EXERCISE TASK ▸ Update all of the data below by replacing every occurrence of "Target" with "Label", changing nothing else. Reproduce the result without the pictures.

SOURCE RECORDS ▸
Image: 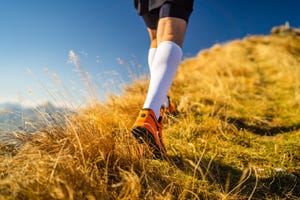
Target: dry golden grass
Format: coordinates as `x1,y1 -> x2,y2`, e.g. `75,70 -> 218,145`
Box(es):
0,26 -> 300,199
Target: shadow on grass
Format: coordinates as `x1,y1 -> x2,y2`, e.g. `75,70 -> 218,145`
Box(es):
168,156 -> 300,199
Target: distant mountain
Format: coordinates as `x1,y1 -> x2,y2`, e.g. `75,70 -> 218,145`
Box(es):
0,102 -> 71,134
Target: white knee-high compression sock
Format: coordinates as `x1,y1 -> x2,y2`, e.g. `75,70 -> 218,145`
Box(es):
148,48 -> 169,108
148,48 -> 156,72
143,41 -> 182,118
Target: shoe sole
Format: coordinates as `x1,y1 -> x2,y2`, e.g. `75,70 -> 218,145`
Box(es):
132,126 -> 163,159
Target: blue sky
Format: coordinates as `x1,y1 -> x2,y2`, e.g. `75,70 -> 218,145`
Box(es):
0,0 -> 300,105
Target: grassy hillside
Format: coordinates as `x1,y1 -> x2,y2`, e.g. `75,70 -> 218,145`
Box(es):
0,25 -> 300,199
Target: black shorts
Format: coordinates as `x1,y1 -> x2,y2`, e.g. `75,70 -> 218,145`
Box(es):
135,0 -> 194,29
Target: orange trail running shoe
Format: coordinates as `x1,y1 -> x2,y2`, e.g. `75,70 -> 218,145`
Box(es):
132,109 -> 166,159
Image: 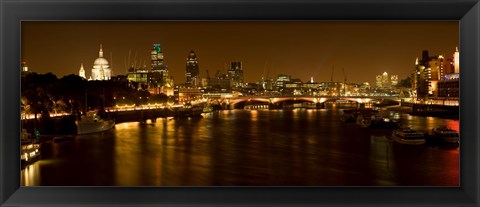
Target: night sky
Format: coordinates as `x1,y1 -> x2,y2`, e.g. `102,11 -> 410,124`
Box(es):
21,21 -> 459,84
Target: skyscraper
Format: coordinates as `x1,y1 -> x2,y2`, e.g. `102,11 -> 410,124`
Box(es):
78,63 -> 86,78
228,61 -> 243,88
154,44 -> 168,87
185,50 -> 200,87
90,44 -> 112,80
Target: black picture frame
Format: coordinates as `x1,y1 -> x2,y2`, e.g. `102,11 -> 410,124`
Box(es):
0,0 -> 480,206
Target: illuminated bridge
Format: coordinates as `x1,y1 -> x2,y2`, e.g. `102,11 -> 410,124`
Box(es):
217,96 -> 400,105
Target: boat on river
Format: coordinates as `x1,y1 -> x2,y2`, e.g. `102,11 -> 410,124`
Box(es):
77,112 -> 115,134
392,127 -> 425,145
430,126 -> 460,144
20,129 -> 41,166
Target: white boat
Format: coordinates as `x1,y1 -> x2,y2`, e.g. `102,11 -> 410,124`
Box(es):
392,128 -> 425,145
20,129 -> 41,166
77,112 -> 115,134
430,126 -> 460,144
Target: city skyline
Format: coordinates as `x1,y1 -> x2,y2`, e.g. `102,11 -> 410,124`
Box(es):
21,21 -> 459,84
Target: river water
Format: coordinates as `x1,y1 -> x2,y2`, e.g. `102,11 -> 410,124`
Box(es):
21,109 -> 460,186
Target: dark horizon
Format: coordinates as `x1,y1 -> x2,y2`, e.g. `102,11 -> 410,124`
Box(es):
21,21 -> 459,84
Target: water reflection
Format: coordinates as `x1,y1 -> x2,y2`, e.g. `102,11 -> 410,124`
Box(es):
22,109 -> 459,186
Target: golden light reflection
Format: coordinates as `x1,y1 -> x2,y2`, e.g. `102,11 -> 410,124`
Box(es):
21,161 -> 41,186
250,110 -> 258,121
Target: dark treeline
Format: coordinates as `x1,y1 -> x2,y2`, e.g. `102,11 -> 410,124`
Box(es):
21,73 -> 169,118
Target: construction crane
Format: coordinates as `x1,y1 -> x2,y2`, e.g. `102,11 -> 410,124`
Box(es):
330,65 -> 335,83
342,68 -> 347,96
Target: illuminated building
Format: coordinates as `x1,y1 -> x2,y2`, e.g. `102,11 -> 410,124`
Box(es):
437,47 -> 460,105
382,72 -> 390,88
453,47 -> 460,73
390,75 -> 398,86
228,61 -> 243,88
22,61 -> 28,72
412,50 -> 458,100
209,71 -> 232,89
185,50 -> 200,87
21,60 -> 30,77
89,44 -> 112,80
375,72 -> 398,88
277,74 -> 291,90
78,63 -> 86,79
375,75 -> 382,88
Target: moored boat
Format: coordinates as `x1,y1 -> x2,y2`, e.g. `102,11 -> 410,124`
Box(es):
430,126 -> 460,144
77,112 -> 115,134
20,129 -> 41,166
392,127 -> 425,145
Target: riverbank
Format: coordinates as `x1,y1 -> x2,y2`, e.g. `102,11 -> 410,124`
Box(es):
380,105 -> 460,120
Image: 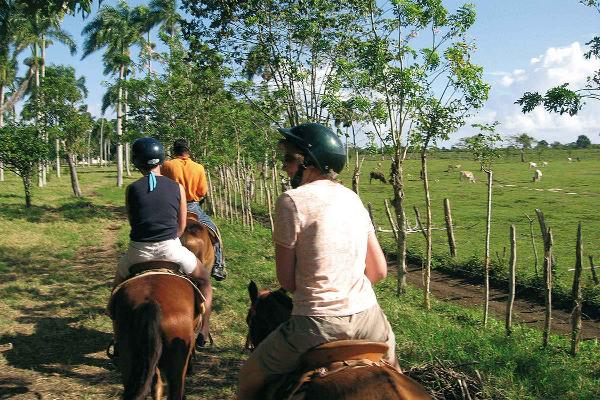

SOLUTION ▸
Image: 
Label: dry golden grass
Format: coordinates as `x1,y1 -> x2,y2`, e.g. `75,70 -> 218,145`
Box(es):
0,26 -> 300,199
Label: shadow on grass
Format: coordinates as `x1,y1 -> x2,y2`, e.g. `75,70 -> 218,145`
Box(es):
168,156 -> 300,199
Label: distant mountain
Format: coordinates as `x1,y1 -> x2,y2`, e.g. `75,70 -> 218,145`
Box(es):
0,102 -> 71,134
Label: white knee-high compression sock
Format: coordinates as `x1,y1 -> x2,y2`, e.g. `75,70 -> 218,145`
Box(es):
148,48 -> 169,108
148,48 -> 156,72
143,41 -> 182,118
Label: shoe sole
Format: coordinates as `x1,y1 -> x2,y2`, e.g. `75,70 -> 218,145`
Box(es):
132,126 -> 163,159
Label: blue sky
Format: coordinates as `x1,y1 -> x2,y2`, e.g. `75,70 -> 218,145`
Box(es):
0,0 -> 300,105
Label: grassy hillside
Format: coordinates as `x1,y1 -> x2,y2`, e.g. `75,70 -> 218,145`
Box(es):
0,25 -> 300,199
Label: black shorts
Format: coordinates as `x1,y1 -> x2,y2`, e.g. `75,70 -> 218,145`
Box(es):
135,0 -> 194,29
Label: orange trail running shoe
Format: coordinates as `x1,y1 -> x2,y2`, e.g. `75,70 -> 218,145`
Box(es):
132,109 -> 166,159
Image: 
Label: night sky
Format: coordinates as `x1,y1 -> x2,y2`, e.g. `102,11 -> 410,124`
Box(es):
21,21 -> 459,84
Label: skyscraper
Format: coordinates as `x1,y1 -> x2,y2`, e.g. `102,11 -> 410,124`
Box(es):
78,63 -> 86,78
228,61 -> 243,88
154,44 -> 168,87
185,50 -> 200,87
90,44 -> 112,80
Label: black picture frame
Format: coordinates as `x1,y1 -> x2,y2`, e.g. `102,11 -> 410,124`
Box(es):
0,0 -> 480,206
Label: illuminated bridge
Format: coordinates as `x1,y1 -> x2,y2`, e.g. `102,11 -> 410,124`
Box(es):
217,96 -> 400,105
Label: boat on river
Format: coordinates as `x1,y1 -> x2,y2`, e.g. `102,11 -> 410,124`
Box(es):
77,112 -> 115,134
392,127 -> 425,145
430,126 -> 460,144
20,129 -> 41,166
Label: white boat
Format: coordinates as `x1,y1 -> x2,y2`, e.g. `102,11 -> 410,124`
Box(es):
392,128 -> 425,145
20,129 -> 41,166
77,112 -> 115,134
430,126 -> 460,144
Label: city skyline
Format: coordinates as `x1,y1 -> x2,y2`, e.g. `102,11 -> 410,124`
Box(es):
21,21 -> 459,84
Label: river water
Format: coordinates as `x1,y1 -> x2,y2`, e.g. `102,11 -> 410,124`
Box(es):
21,109 -> 460,186
Label: dark horizon
Format: coordinates as `x1,y1 -> x2,y2`, e.g. `102,11 -> 410,124`
Box(es):
21,21 -> 459,84
Label: water reflection
Format: coordinates as `x1,y1 -> x2,y2`, e.g. `102,11 -> 410,124`
Box(es):
22,109 -> 459,186
Label: golden light reflection
Format: coordinates as `x1,y1 -> x2,y2`, e.g. `102,11 -> 410,124`
Box(es):
21,161 -> 41,186
250,110 -> 258,121
Label: dark treeline
Format: coordinates as `x1,y1 -> x2,y2`, e.g. `102,11 -> 410,124`
Box(es):
21,73 -> 169,118
Label: construction crane
Format: coordinates as `x1,y1 -> x2,y2`, e.g. `102,11 -> 410,124`
Box(es):
330,65 -> 335,83
342,68 -> 347,96
Label: illuminated building
Format: coordinates as `x1,y1 -> x2,y2`, e.g. `102,11 -> 410,124`
Box(es):
437,47 -> 460,105
382,72 -> 390,88
453,47 -> 460,73
390,75 -> 398,86
228,61 -> 243,88
22,61 -> 28,72
412,50 -> 458,100
209,71 -> 232,89
185,50 -> 200,87
21,60 -> 30,77
89,44 -> 112,80
375,72 -> 398,88
277,74 -> 291,90
78,63 -> 86,79
375,75 -> 382,88
Label: moored boat
Format: coordinates as `x1,y1 -> x2,y2`, e.g. `102,11 -> 410,124`
Box(es):
430,126 -> 460,144
77,112 -> 115,134
20,129 -> 41,166
392,127 -> 425,145
Label: riverbank
Format: coordinates as `x1,y1 -> x2,y2`, e.g. `102,11 -> 410,124`
Box(es):
380,105 -> 460,120
Image: 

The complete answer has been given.